▶ Work required:
Convert every line of the records below into a numbered list, omitting any blank lines.

[Annotation data for object locations]
════════════════
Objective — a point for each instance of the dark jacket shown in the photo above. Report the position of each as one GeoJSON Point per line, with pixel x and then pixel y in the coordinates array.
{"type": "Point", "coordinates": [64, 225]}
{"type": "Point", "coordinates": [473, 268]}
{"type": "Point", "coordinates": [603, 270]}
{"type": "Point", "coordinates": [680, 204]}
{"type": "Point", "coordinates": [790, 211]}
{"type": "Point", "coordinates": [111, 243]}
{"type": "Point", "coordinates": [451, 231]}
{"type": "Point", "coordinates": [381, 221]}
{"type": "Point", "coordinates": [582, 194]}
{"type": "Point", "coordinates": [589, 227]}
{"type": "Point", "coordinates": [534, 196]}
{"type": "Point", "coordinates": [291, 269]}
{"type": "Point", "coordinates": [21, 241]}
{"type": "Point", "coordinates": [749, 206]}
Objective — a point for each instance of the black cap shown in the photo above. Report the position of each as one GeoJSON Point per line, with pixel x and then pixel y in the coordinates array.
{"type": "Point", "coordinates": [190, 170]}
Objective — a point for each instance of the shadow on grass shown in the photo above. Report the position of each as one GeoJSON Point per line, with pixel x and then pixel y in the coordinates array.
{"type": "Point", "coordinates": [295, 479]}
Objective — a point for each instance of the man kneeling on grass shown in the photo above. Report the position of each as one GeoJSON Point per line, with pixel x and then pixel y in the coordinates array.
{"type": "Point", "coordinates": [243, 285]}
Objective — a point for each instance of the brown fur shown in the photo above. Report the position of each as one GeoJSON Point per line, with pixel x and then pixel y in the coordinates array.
════════════════
▶ Solution to this exercise:
1. Objective — a point for each instance of the dark jacket shown in the photo above. Report the position of each as one GeoJSON Point per line, with pixel x and then pixel y in the coordinates array.
2. {"type": "Point", "coordinates": [64, 225]}
3. {"type": "Point", "coordinates": [473, 268]}
4. {"type": "Point", "coordinates": [603, 270]}
5. {"type": "Point", "coordinates": [680, 204]}
6. {"type": "Point", "coordinates": [790, 211]}
7. {"type": "Point", "coordinates": [111, 243]}
8. {"type": "Point", "coordinates": [451, 231]}
9. {"type": "Point", "coordinates": [381, 221]}
10. {"type": "Point", "coordinates": [582, 194]}
11. {"type": "Point", "coordinates": [589, 227]}
12. {"type": "Point", "coordinates": [534, 196]}
13. {"type": "Point", "coordinates": [291, 269]}
14. {"type": "Point", "coordinates": [21, 241]}
15. {"type": "Point", "coordinates": [749, 206]}
16. Objective — a point for each instance of the black cap shown in the photo above. Report the position of each as one GeoJSON Point per line, with pixel x and then pixel y in the coordinates array.
17. {"type": "Point", "coordinates": [190, 170]}
18. Objective — a point for each instance of the shadow on grass shown in the photo above. Report the position of each as one GeoJSON Point per line, with pixel x and then pixel y in the coordinates array.
19. {"type": "Point", "coordinates": [295, 479]}
20. Objective — a point for each instance of the man kneeling on grass shown in the photo above. Report the position of each as one GeoJSON Point per line, with pixel x and then pixel y in the coordinates array.
21. {"type": "Point", "coordinates": [243, 285]}
22. Objective — a point for each instance of the brown fur shown in the photo above. Report the position of each as one GeoJSON Point per line, with pixel x and then pixel y in the coordinates array.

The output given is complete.